# Start of SELECTED EXCERPT
[ 
https://issues.apache.org/jira/browse/FLINK-13721?page=com.atlassian.jira.plugin.system.issuetabpanels:all-tabpanel
 ]

Flink Jira Bot updated FLINK-13721:
-----------------------------------
      Labels: auto-deprioritized-major auto-deprioritized-minor feature 
improvement newbie  (was: auto-deprioritized-major feature improvement newbie 
stale-minor)
    Priority: Not a Priority  (was: Minor)

This issue was labeled "stale-minor" 7 days ago and has not received any 
updates so it is being deprioritized. If this ticket is actually Minor, please 
raise the priority and ask a committer to assign you the issue or revive the 
public discussion.


> BroadcastState should support StateTTL
> --------------------------------------
>
>                 Key: FLINK-13721
>                 URL: https://issues.apache.org/jira/browse/FLINK-13721
>             Project: Flink
>          Issue Type: Improvement
>          Components: API / DataStream, Runtime / State Backends
>    Affects Versions: 1.8.1
>         Environment: MacOS 10.14.6 running IntelliJ Idea Ultimate 2019.2, 
> Flink version 1.8.1
>            Reporter: Kerem Ulutaş
>            Priority: Not a Priority
>              Labels: auto-deprioritized-major, auto-deprioritized-minor, 
> feature, improvement, newbie
>         Attachments: DebugBroadcastStateTTL.java, IntHolder.java, 
> StringHolder.java, flink_broadcast_state_ttl_debug.log
>
>
> Hi everyone,
> Sorry if I'm doing anything wrong, this is my first issue in Apache Jira.
# End of SELECTED EXCERPT
# Start of DATA RECORDS
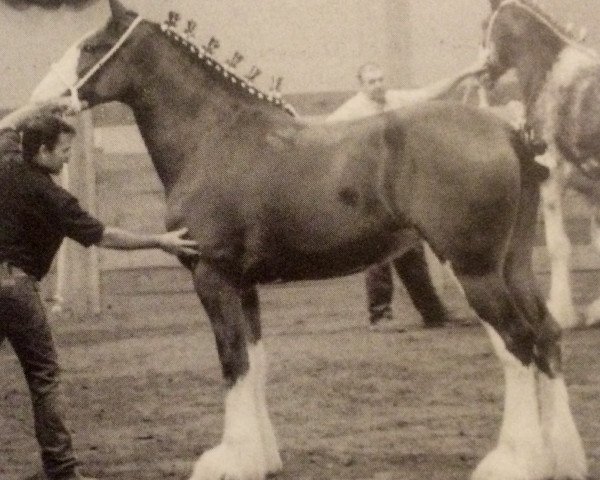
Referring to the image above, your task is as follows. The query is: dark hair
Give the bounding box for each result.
[21,114,75,162]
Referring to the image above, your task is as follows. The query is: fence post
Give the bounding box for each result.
[55,110,101,318]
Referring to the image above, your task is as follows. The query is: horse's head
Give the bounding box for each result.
[484,0,577,89]
[31,0,141,106]
[483,0,522,86]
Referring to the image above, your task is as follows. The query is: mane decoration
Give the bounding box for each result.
[489,0,583,45]
[161,12,298,117]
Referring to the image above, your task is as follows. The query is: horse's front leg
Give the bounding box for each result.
[541,159,579,329]
[585,205,600,326]
[190,264,281,480]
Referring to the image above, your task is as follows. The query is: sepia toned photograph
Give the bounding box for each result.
[0,0,600,480]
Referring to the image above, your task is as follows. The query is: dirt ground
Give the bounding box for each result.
[0,276,600,480]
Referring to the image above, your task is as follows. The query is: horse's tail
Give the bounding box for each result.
[510,127,550,185]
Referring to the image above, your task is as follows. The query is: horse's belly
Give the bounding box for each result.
[254,230,420,283]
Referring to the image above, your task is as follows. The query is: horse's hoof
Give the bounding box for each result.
[189,443,267,480]
[546,302,583,330]
[471,447,552,480]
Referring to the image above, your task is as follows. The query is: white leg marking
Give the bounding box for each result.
[250,341,283,474]
[541,162,579,328]
[190,346,267,480]
[538,373,587,480]
[472,322,552,480]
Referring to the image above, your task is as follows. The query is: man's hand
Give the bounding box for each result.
[40,97,88,117]
[158,228,198,257]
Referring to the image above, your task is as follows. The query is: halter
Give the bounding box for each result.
[51,15,143,111]
[485,0,597,58]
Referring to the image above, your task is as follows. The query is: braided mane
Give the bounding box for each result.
[160,23,297,117]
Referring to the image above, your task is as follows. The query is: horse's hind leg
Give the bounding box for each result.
[393,241,449,328]
[505,238,587,480]
[459,272,551,480]
[541,156,579,328]
[190,263,274,480]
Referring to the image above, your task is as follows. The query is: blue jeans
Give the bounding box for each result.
[0,264,77,479]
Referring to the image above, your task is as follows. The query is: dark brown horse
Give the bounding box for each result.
[486,0,600,327]
[35,0,585,480]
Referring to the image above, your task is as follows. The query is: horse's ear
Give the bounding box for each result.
[108,0,127,18]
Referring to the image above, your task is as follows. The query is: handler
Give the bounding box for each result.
[0,99,197,480]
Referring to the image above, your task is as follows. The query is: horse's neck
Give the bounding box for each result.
[126,36,264,194]
[516,43,562,123]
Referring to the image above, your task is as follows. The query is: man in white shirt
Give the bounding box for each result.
[326,61,484,330]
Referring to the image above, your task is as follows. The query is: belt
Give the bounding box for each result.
[0,262,29,278]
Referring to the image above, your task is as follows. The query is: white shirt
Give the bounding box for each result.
[326,88,428,122]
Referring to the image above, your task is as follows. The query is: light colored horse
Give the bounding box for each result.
[485,0,600,328]
[35,0,587,480]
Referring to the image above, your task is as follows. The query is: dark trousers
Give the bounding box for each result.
[0,264,76,479]
[365,244,449,327]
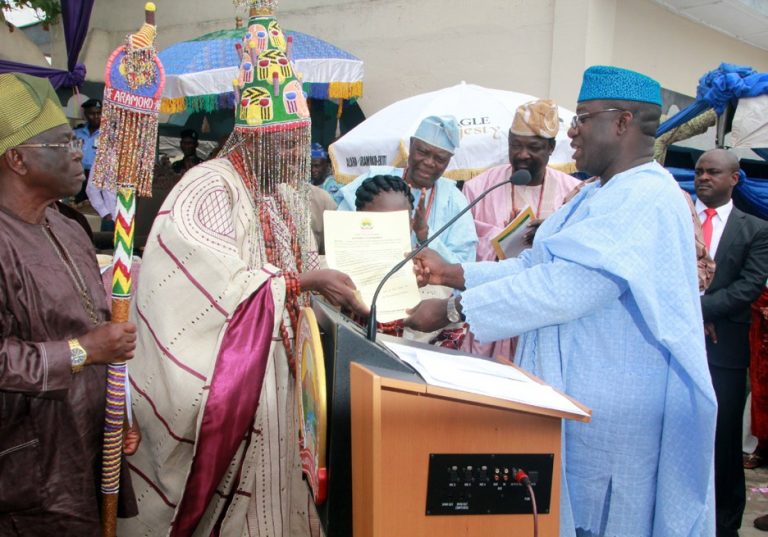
# End of DATA RECORDS
OBJECTIVES:
(1) Restate the Jira update starting at "This issue was" and ending at "public discussion.", replacing "committer" with "maintainer".
(2) Answer these questions about the Jira update.
(a) Which Flink version does the issue affect?
(b) What was the priority before this update?
(c) What issue type is the ticket?
(3) Summarize the Jira update in two sentences.
The records have no connection to the Jira update.

SOLUTIONS PER TASK:
(1)
This issue was labeled "stale-minor" 7 days ago and has not received any 
updates so it is being deprioritized. If this ticket is actually Minor, please 
raise the priority and ask a maintainer to assign you the issue or revive the 
public discussion.

(2)
(a) 1.8.1
(b) Minor
(c) Improvement

(3) The Flink Jira Bot changed the priority of issue FLINK-13721, "BroadcastState should support StateTTL," from Minor to Not a Priority. This happened because the issue had been labeled "stale-minor" 7 days earlier and had received no updates since.